→ **DOCUMENT TEXT**
---

Some restaurants are catering to Americans’ appetites for big portions and new adventures.

Whether people are dining in the dark, munching while suspended in the air, or stuffing their faces to compete for glory and free food, eateries from coast to coast are seeking to create thrilling dining experiences for folks looking for something a little different — and willing to pay for it, of course.

As the economy slowly recovers, total restaurant sales are expected to reach a record high of $632 billion in 2012, according to a study by the National Restaurant Association, a trade group.

To stand out, some restaurants push one-of-a-kind menus and experiences:

  • In Las Vegas, there’s the Heart Attack Grill, which serves the 9,982-calorie “quadruple bypass burger.” This set a Guinness World Record for the highest-calorie burger.
  • Sin City also offers Dinner in the Sky, where 22 diners are strapped to leather seats and suspended 180 feet in the air.
  • Darkness abounds at Opaque in New York, Los Angeles, San Diego, Dallas and San Francisco, where diners rely on their senses of taste, smell, touch and hearing in a pitch-black setting.

These places aren’t getting cases of insurance indigestion, though. Business insurance riders, which provide extra protection beyond standard coverage, aren’t required for restaurants that serve up unique dining environments and menus, insurance agents and restaurant owners say.

Jon Basso, owner of Heart Attack Grill, says his restaurant’s insurance is “just normal, run-of-the-mill coverage.”

However, many restaurant owners wind up buying insurance riders to give them some piece of mind.

Being different can be costly

A restaurant may require a customer to sign a waiver before participating in an eating challenge or stepping into the darkness. Despite a waiver, if a restaurant’s setting or menu presents a greater risk to diners, the owners could have a more difficult time finding affordable coverage, says Mark Dyleski, a producer with AI Insurance Group in Georgia, whose clients range from fast-food restaurants to fine dining establishments. In some cases, an insurer may not be comfortable with the risks and choose not to offer coverage.

Bobby Lee is co-owner of the Big Texan Steak Ranch, an Amarillo, Texas, institution founded in 1960 that offers a 72-ounce steak challenge eat the steak within an hour and it’s free). Lee says insurance never has been a problem for the family-owned eatery.

“In 52 years of doing that crazy contest, we have never had additional riders,” he says.

He adds that “sometimes we throw a pretty good curve” at insurers. In 1996, for example, the Big Texan put a live rattlesnake on display at the restaurant. Lee says the eatery had to go through a few extra steps, including having a representative for the insurer inspect the cage and providing a copy of the permit to have the snake on its premises.

---

→ **TASKS FOR THIS EXERCISE**
A: From the restaurant article, extract the stretch from "Jon Basso, owner" through "piece of mind.".
B: Condense the paragraph of the restaurant article that begins "A restaurant may require a customer" into a short bulleted list that keeps its main facts.
Rely only on the restaurant article for your answers.

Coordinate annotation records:
---

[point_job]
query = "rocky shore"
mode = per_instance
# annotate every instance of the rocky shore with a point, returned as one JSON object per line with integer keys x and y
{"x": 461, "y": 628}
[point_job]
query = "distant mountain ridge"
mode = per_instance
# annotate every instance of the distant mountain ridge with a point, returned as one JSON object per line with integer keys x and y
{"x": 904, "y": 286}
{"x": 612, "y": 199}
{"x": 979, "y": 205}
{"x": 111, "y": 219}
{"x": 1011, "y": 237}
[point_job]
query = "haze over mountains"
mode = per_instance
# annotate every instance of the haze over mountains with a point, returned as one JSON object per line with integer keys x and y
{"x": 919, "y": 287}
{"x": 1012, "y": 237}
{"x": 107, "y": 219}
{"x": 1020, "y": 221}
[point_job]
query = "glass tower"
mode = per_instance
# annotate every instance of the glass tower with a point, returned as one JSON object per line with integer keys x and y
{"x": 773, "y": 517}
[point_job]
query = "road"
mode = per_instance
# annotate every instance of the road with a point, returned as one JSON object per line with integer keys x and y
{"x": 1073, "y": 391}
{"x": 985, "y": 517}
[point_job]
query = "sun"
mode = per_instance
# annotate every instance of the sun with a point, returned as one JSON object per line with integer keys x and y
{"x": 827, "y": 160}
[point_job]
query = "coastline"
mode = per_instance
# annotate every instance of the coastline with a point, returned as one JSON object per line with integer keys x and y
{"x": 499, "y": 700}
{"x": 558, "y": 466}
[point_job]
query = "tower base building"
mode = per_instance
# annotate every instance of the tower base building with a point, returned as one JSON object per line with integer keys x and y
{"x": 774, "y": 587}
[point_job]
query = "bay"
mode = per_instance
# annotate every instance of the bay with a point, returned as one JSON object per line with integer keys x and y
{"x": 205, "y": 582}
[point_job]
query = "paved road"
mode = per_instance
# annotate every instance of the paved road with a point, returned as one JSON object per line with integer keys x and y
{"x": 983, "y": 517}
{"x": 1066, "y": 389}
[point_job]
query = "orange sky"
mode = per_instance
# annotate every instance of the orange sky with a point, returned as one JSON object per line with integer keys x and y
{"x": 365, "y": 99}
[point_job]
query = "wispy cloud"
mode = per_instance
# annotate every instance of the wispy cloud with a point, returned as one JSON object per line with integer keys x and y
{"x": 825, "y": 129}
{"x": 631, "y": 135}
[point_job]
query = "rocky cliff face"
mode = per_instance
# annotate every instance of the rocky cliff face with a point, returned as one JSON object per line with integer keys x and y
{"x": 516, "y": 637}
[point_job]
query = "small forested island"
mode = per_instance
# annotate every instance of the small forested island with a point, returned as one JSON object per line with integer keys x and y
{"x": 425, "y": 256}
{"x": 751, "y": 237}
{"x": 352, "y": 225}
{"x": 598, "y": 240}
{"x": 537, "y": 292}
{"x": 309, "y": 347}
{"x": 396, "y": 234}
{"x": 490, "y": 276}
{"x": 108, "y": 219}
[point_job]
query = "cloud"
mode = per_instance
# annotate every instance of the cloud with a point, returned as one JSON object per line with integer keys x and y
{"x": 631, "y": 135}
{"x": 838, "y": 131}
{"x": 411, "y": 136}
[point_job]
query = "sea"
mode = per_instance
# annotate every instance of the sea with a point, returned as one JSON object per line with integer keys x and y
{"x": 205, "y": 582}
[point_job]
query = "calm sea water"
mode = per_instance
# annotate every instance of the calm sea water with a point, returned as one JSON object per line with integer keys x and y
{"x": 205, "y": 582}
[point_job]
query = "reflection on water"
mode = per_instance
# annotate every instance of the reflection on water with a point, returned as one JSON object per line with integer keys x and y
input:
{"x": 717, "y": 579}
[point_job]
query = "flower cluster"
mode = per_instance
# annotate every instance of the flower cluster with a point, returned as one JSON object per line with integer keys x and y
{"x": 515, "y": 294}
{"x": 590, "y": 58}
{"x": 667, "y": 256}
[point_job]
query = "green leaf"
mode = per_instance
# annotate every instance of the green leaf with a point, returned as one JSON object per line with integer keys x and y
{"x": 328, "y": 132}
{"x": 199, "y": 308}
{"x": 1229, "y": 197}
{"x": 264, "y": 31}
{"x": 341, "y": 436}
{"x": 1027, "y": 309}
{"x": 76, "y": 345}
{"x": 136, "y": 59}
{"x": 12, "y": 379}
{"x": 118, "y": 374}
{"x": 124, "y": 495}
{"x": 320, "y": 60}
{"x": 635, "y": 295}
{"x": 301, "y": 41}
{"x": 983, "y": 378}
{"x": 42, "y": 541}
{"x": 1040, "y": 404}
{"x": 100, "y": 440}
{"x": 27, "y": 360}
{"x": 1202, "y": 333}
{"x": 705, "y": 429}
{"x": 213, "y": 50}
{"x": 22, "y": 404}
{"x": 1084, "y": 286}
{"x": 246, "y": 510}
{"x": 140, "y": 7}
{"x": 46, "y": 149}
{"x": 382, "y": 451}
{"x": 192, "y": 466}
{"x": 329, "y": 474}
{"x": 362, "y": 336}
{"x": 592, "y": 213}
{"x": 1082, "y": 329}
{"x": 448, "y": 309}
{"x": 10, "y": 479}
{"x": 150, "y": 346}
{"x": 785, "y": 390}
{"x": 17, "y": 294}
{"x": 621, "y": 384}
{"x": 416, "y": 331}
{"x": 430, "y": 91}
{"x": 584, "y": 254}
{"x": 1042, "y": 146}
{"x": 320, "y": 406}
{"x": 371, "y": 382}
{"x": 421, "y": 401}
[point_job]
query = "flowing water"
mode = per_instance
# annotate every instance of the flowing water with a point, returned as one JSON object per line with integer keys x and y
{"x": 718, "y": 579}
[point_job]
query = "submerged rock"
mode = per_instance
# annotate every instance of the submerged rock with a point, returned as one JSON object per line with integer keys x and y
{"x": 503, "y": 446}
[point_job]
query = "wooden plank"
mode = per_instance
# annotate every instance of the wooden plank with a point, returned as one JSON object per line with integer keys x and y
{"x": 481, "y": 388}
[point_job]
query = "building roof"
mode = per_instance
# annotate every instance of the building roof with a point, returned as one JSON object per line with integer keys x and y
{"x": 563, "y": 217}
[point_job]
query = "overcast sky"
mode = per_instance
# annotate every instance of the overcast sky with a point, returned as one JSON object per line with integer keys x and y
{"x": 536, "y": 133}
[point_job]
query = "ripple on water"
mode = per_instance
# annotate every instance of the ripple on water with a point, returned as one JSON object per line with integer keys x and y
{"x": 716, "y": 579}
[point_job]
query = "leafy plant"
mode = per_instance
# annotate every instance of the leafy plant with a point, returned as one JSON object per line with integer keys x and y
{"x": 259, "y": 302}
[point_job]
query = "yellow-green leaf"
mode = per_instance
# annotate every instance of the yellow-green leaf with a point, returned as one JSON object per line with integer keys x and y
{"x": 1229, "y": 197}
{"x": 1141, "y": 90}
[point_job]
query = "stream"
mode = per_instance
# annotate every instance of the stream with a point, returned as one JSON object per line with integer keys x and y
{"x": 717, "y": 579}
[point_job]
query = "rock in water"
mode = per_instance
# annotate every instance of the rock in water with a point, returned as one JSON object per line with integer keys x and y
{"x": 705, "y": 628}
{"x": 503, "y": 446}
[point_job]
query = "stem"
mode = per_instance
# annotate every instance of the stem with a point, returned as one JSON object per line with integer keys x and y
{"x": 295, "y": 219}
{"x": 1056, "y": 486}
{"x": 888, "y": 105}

---

→ **TASK-BY-TASK SOLUTIONS**
A:
Jon Basso, owner of Heart Attack Grill, says his restaurant’s insurance is “just normal, run-of-the-mill coverage.”

However, many restaurant owners wind up buying insurance riders to give them some piece of mind.

B:
- A restaurant may have customers sign a waiver before an eating challenge or before entering a dark dining setting.
- Even with a waiver, owners whose setting or menu poses greater risk to diners may find affordable coverage harder to get, according to Mark Dyleski, a producer with AI Insurance Group in Georgia.
- Dyleski's clients range from fast-food restaurants to fine dining establishments.
- In some cases, an insurer uncomfortable with the risks may decline to offer coverage.